**Document excerpt:**
+++

A whole generation of events occurred between the time when the Zoskes lived at the orchard and when Wright designed the orchard buildings. Actually, the story starts even before then, because the land’s location in the Bitterroot Valley was an important factor. The frost-free days normally stretched to over 125 days.

After settlement in the Bitterroot Valley, it was soon discovered that apple trees grew well on the bench lands if they were watered. The area’s claim to fame was the McIntosh Red apple, harvested right after the first fall frost, setting the tartness and making the apple flavorful.

The apple’s success led to planting of not only apple orchards but also tart cherry orchards to compete with those in Washington State.

 

Como Orchard Company

Como Orchard Company, a subsidiary of a Bitterroot Valley Irrigation District, owned 3000 acres at the southern, narrow, and well-protected part of the Valley. In 1907 the company planted 1600 acres of fruit trees on logged land.

To the orchard growers, the dry climate was a disadvantage.

Water cascaded off the mountain slopes in the spring, but it needed to be harnessed. For the orchard to be successful, funding was found to dam up Tin Cup Creek to become both Tin Cup Lake and Kerlee Lake, providing irrigated water via a ditch that ran through the orchard.

To make money to finance their projects, owners hatched a plan to section off the orchard into approximately 5-acre tracts and to entice professors, authors, and other intellects from the Midwest, especially around Chicago, to buy into a unique resort. It was named University Heights.

 

Retreat for Professionals

The pitch was to convince these professionals, who had summers free, to buy at least two lots, or 10 acres, and a bungalow on a site at University Heights for $400 an acre with the idea that the trees on this land would start producing in five years. The management would care for the buyer’s orchard, and when the trees produced, the management would begin receiving one-tenth of the net profits.

This provided a summer retreat for the professionals, where they could fish, hike, and relax away from the Midwest’s steamy heat while also having an investment.

+++

**Material supplied:**
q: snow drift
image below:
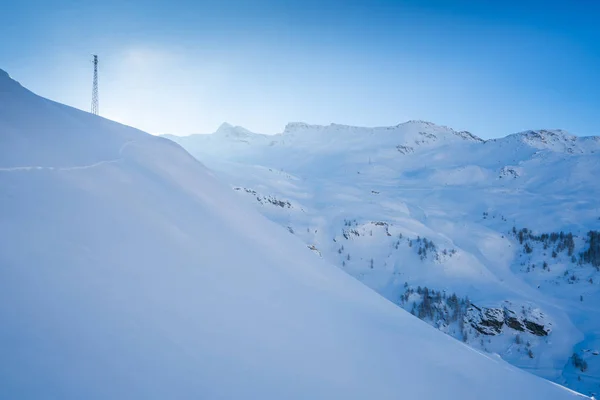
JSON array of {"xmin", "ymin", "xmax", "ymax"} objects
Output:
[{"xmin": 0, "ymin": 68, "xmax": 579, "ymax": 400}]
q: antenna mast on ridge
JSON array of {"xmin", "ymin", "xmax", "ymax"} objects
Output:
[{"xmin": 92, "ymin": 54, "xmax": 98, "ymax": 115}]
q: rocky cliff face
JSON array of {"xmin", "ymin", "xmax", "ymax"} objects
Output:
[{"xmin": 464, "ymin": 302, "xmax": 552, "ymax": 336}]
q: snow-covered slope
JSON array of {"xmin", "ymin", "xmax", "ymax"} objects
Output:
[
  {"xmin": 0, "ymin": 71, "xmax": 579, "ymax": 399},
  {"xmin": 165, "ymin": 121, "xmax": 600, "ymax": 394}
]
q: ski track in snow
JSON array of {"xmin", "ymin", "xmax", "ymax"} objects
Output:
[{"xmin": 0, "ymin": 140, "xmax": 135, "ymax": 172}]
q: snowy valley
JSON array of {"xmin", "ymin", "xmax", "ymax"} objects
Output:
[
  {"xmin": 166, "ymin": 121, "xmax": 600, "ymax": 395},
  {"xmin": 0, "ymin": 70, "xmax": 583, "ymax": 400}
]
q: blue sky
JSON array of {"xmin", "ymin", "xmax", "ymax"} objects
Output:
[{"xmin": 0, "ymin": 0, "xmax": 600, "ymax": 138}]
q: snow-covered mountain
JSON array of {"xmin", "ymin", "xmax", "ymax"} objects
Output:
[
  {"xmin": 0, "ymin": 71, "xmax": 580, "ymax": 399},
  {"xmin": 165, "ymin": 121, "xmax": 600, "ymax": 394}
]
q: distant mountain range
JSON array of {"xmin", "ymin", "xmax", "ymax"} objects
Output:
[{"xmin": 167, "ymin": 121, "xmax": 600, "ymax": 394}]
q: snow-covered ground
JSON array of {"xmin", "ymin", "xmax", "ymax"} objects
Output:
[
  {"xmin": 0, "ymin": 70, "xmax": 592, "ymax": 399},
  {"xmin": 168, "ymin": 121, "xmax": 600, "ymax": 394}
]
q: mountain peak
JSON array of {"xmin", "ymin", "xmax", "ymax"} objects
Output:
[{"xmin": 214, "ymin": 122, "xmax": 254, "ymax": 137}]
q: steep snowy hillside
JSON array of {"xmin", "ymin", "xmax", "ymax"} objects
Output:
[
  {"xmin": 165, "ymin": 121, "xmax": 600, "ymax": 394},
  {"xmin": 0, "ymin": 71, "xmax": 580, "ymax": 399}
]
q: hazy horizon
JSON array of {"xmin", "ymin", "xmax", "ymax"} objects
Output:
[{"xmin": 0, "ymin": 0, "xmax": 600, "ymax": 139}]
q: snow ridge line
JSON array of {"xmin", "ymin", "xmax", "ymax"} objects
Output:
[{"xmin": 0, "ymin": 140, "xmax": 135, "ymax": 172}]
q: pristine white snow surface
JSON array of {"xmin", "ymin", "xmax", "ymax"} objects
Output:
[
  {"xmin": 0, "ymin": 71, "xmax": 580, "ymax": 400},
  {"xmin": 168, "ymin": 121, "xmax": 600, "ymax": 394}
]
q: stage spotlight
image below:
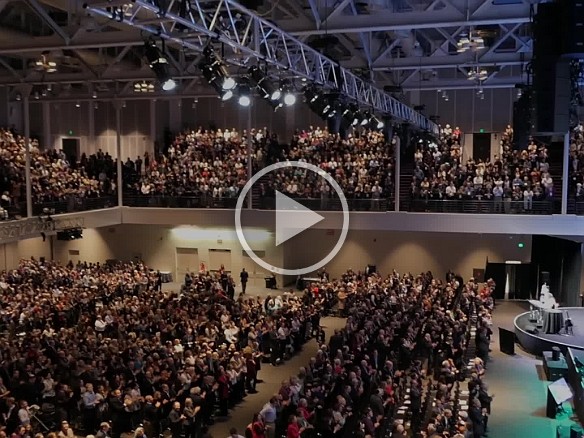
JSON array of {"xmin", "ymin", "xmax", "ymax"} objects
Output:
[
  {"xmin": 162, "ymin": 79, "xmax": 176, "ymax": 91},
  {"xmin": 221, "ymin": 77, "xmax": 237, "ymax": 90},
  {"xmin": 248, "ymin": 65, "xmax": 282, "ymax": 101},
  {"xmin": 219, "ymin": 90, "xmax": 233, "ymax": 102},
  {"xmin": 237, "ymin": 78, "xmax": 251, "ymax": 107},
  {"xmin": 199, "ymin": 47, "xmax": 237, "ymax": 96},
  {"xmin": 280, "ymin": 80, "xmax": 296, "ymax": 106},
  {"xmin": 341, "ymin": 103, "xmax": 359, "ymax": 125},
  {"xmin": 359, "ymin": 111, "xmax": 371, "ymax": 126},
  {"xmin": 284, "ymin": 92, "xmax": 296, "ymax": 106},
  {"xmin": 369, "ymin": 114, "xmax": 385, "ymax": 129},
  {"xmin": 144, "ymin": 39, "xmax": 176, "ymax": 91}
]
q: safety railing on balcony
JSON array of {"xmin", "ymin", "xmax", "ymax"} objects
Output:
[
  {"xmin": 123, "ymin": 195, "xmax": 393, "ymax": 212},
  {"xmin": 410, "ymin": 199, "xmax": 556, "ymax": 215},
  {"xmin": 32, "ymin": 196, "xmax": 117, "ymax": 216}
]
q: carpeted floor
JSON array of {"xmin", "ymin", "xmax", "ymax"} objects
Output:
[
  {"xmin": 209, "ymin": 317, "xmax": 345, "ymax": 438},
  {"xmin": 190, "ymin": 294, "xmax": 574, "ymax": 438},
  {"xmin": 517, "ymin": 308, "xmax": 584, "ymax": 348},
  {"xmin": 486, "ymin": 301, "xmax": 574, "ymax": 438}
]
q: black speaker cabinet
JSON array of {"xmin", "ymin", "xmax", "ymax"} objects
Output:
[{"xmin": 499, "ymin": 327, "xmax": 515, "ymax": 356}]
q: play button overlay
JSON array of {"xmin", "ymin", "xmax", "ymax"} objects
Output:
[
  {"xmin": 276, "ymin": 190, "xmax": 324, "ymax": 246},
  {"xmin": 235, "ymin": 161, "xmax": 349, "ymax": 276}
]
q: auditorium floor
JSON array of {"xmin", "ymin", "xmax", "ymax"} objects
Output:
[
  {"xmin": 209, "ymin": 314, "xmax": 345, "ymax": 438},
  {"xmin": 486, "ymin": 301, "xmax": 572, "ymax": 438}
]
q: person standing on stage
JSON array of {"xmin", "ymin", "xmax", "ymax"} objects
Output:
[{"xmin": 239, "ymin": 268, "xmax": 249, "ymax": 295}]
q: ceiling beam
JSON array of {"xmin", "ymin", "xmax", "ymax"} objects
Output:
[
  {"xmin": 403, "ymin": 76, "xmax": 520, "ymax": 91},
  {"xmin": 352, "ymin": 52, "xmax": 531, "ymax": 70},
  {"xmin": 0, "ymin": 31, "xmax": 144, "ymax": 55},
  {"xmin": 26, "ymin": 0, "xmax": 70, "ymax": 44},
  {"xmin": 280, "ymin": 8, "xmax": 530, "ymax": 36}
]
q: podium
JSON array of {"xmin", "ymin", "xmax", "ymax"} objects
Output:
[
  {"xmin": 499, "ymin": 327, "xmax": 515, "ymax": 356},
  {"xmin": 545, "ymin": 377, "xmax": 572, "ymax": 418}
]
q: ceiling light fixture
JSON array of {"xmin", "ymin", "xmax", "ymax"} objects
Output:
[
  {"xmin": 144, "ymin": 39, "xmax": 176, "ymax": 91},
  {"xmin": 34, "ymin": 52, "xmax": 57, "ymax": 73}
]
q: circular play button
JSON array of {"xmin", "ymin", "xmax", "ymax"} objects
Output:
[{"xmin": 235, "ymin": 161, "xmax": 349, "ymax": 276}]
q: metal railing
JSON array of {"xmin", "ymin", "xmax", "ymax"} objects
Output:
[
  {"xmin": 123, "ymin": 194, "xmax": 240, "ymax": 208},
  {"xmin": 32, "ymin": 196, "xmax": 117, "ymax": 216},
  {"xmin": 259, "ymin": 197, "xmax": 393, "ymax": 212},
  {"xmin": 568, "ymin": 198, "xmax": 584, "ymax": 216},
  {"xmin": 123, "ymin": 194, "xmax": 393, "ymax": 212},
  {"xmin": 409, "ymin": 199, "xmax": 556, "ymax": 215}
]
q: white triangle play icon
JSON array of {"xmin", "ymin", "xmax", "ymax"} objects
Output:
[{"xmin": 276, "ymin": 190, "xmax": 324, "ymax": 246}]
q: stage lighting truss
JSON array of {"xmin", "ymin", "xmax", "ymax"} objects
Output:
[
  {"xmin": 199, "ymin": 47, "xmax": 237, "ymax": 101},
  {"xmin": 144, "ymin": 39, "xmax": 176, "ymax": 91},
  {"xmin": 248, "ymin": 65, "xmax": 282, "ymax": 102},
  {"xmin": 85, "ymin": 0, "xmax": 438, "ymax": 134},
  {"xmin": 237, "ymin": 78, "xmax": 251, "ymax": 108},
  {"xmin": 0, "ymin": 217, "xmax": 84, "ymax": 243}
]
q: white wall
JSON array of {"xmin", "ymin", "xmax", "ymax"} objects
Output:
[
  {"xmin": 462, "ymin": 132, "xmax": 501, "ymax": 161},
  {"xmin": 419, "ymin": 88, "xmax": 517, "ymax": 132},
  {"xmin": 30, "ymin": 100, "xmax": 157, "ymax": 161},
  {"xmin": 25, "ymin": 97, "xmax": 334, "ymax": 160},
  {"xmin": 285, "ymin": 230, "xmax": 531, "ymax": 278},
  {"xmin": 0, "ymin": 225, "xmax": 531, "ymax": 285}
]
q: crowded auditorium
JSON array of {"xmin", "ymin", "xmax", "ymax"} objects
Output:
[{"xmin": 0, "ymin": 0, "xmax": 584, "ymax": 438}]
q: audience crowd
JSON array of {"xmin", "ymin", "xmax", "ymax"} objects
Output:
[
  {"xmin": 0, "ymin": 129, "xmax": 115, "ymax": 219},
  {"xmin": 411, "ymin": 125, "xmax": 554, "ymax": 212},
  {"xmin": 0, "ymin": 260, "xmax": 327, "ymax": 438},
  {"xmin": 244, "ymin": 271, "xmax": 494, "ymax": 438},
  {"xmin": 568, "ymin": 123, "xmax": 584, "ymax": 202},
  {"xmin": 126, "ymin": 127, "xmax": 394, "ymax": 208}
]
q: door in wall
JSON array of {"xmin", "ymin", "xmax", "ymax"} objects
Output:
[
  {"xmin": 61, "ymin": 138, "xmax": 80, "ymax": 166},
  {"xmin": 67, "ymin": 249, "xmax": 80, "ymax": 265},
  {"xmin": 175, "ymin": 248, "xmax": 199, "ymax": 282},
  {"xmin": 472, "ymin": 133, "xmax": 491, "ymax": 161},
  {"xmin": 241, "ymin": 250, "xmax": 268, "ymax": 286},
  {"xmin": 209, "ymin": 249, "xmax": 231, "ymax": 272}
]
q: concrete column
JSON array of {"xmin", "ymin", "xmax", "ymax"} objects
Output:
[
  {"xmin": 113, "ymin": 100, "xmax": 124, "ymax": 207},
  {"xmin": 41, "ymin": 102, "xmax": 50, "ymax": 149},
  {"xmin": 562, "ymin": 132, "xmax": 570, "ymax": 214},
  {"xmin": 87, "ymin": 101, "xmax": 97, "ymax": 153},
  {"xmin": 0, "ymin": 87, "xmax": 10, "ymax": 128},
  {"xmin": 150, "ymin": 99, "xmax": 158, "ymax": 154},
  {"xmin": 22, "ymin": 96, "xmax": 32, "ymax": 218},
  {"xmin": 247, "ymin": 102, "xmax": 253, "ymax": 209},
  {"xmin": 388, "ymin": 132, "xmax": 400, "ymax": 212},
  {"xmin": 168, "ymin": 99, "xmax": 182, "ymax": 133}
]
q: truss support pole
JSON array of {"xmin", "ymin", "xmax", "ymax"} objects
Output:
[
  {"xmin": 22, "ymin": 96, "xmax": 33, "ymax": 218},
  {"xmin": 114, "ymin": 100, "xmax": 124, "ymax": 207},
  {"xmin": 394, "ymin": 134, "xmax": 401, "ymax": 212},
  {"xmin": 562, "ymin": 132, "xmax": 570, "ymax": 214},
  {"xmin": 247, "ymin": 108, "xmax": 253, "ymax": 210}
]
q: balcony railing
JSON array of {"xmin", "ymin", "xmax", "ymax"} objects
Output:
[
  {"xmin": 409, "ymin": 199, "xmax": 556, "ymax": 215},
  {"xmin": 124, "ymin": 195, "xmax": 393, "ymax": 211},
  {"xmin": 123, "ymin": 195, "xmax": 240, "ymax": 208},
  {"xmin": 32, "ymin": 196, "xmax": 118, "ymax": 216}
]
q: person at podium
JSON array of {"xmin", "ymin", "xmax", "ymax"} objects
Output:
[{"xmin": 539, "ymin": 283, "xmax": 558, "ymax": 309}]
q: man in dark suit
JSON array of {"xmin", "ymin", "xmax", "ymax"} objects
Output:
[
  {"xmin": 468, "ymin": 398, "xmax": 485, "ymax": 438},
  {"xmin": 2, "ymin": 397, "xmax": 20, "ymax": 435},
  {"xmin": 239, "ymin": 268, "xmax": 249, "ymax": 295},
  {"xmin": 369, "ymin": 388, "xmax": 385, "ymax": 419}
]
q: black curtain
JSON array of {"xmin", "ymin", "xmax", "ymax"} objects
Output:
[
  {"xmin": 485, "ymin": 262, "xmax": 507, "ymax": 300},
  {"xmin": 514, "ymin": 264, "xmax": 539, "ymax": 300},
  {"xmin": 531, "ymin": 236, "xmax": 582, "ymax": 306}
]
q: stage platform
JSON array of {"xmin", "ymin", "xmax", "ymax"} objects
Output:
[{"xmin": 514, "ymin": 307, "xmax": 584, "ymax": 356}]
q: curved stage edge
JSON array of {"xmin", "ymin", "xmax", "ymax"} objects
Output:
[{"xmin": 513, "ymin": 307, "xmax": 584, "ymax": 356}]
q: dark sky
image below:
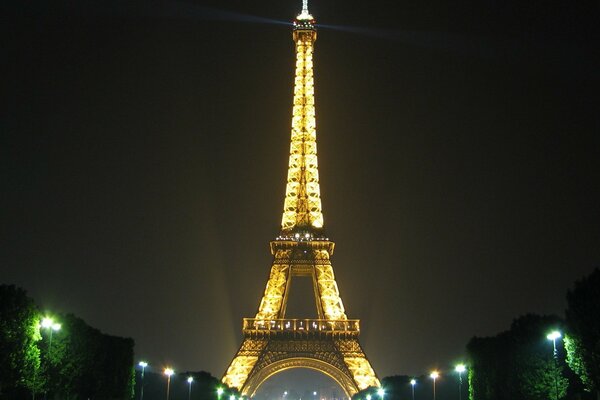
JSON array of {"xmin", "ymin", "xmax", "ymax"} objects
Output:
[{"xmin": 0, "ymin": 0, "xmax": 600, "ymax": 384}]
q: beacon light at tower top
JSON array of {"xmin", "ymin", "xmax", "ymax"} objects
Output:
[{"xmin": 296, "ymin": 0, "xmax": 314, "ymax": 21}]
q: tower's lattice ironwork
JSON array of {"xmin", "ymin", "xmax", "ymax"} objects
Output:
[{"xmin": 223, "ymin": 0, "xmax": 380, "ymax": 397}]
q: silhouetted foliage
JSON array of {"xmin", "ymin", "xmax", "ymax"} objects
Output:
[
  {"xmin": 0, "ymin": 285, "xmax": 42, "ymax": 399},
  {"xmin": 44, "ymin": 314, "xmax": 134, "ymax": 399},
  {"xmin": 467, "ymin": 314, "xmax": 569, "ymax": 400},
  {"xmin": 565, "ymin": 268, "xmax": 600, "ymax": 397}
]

+++

**Problem set:**
1) According to the Bitterroot Valley orchard text, how many acres of fruit trees did the Como Orchard Company plant in 1907?
2) Translate this sentence from the Bitterroot Valley orchard text into Spanish: "To the orchard growers, the dry climate was a disadvantage."
Rely only on the Bitterroot Valley orchard text, not on the lines.

**Responses in order:**
1) 1600 acres.

2) Para los fruticultores, el clima seco era una desventaja.